Records shown |
──────────

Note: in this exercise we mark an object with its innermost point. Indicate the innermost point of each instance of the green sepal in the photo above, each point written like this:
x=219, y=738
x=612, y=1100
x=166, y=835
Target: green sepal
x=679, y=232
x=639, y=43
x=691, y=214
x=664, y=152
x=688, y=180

──────────

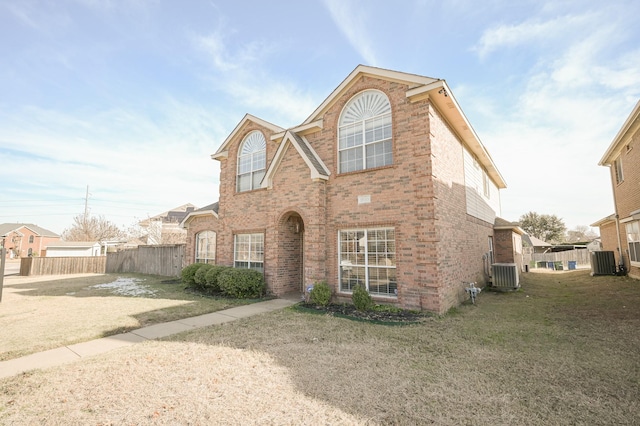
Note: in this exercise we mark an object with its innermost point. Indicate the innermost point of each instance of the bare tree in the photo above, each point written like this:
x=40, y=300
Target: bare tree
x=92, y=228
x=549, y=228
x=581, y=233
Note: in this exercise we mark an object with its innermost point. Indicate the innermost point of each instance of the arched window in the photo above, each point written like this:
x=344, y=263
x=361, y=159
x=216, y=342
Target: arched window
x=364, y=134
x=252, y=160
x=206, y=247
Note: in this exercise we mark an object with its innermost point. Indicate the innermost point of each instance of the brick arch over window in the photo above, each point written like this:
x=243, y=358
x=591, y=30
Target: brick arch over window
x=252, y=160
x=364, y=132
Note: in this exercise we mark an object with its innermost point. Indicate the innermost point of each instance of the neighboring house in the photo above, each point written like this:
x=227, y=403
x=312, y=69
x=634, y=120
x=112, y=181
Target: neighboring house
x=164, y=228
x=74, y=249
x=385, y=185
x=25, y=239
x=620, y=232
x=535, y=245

──────────

What the exercise asks | Rewrite the part of the records that opens with the line containing "of the green" and closes with the line containing "x=688, y=180", putting "yellow petal" wherever "green sepal" appears and leaving everything else as it is.

Completed task |
Note: in this exercise we mark an object with its innermost point. Indicate the innermost point of each instance of the yellow petal in the photo above, each point written like this:
x=219, y=738
x=612, y=1100
x=166, y=835
Target: yellow petal
x=679, y=232
x=639, y=43
x=691, y=214
x=664, y=152
x=688, y=180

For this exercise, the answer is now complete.